Uit te voeren taken
a) Geef voor elke bewering aan of ze klopt met het tekstfragment over trage wegen: (i) De inwoners inventariseren de wegen op het terrein. (ii) De inzet van de vrijwilligers leidt altijd tot een permanente werkgroep Trage Wegen. (iii) Hilde Béatse is projectmedewerker bij Trage Wegen vzw. Antwoord telkens met ja of nee en citeer de beslissende woorden uit de tekst.
b) Wat doen de inwoners volgens het tekstfragment over trage wegen naast het inventariseren van de wegen?
c) Schrijf het tekstfragment over de participatie bij trage wegen verder, te beginnen na de uitspraak van Hilde Béatse.

Tekstfragment
-------

"Inwoners kennen de trage wegen het best"

Uit mobiliteitsbrief 135 - Inspraak en participatie

Bij het verbeteren of herstellen van het netwerk van trage wegen in een gemeente is de participatie van de inwoners onmisbaar. Ze inventariseren de wegen op het terrein en ze formuleren mee het advies aan het gemeentebestuur. Soms leidt de inzet van de vrijwilligers tot de oprichting van een permanente werkgroep Trage Wegen.

MOB13570F01.jpgHilde Béatse, projectmedewerker Trage Wegen vzw.: "Dankzij de participatie hebben we een goed zicht op alle mogelijkheden en functies van de trage wegen in de gemeente."

-------

Aangeleverd materiaal
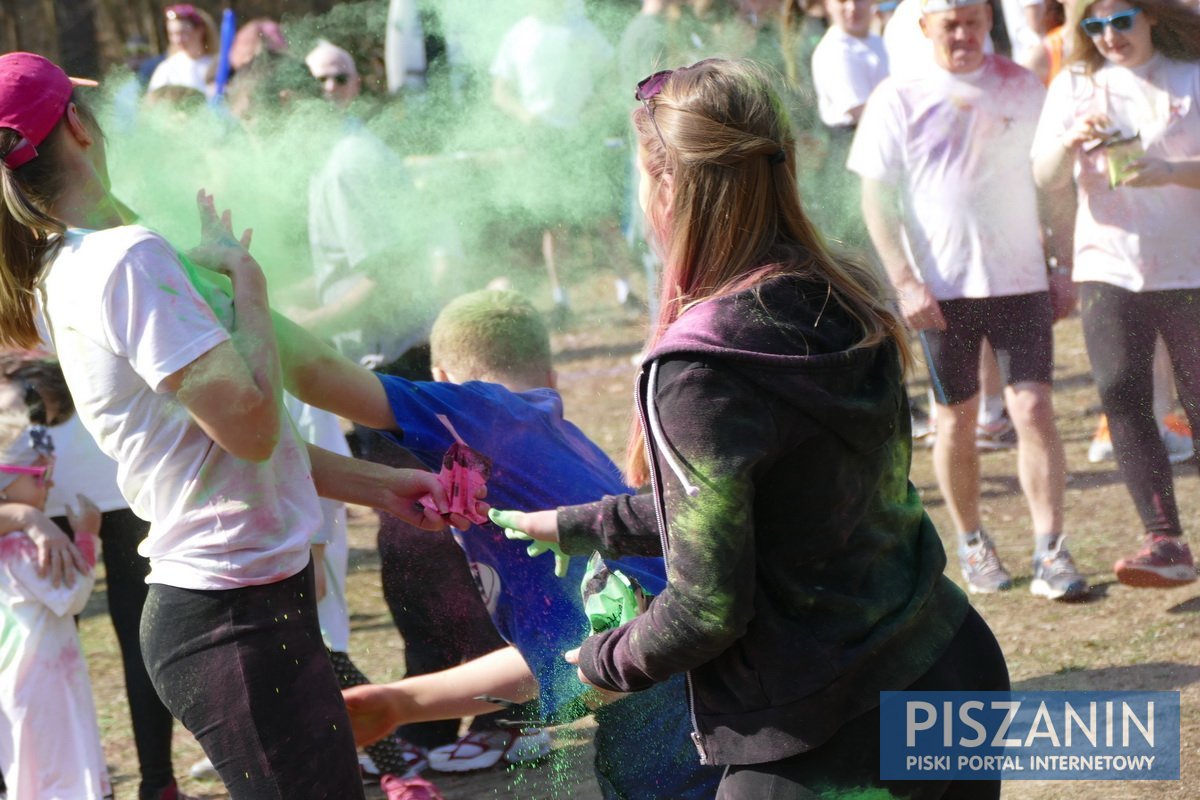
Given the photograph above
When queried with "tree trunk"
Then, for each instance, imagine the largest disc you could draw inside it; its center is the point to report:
(77, 37)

-------

Resultaten per taak
a)
(i) Ja: "Ze inventariseren de wegen op het terrein"
(ii) Nee: "Soms leidt de inzet van de vrijwilligers tot de oprichting van een permanente werkgroep Trage Wegen."
(iii) Ja: "Hilde Béatse, projectmedewerker Trage Wegen vzw."

b) Ze formuleren mee het advies aan het gemeentebestuur.

c)
Trage wegen zijn heel belangrijk voor voetgangers en fietsers om hun functionele en recreatieve verplaatsingen op een veilige en aangename manier te maken, op het platteland maar evengoed in de stad. De voorbije decennia raakte het netwerk aan trage wegen wat in onbruik, het onderhoud liet te wensen over, sommige wegen werden sluiks ingenomen voor privaat gebruik. Sinds kort keert het tij. Steeds meer gemeenten erkennen het belang van trage wegen. De vzw Trage Wegen heeft al een zeventigtal gemeenten begeleid bij het verbeteren of herstellen van hun netwerk.

Drie fases

Momenteel is de vzw in dertig gemeenten aan de slag. De aanpak verloopt steeds in drie fasen. De eerste is de opmaak van de inventaris van de trage wegen in GIS (geografisch informatiesysteem). De vzw maakt die inventaris in samenwerking met de gemeente aan en zorgt voor de opleiding van de vrijwilligers die de wegen op het terreinverkennen. De vrijwilligers gaan na of de wegen toegankelijk zijn, in welke toestand ze zijn en of er knelpunten zijn. Ze nemen ook foto’s van elke weg. Fase twee is de participatie.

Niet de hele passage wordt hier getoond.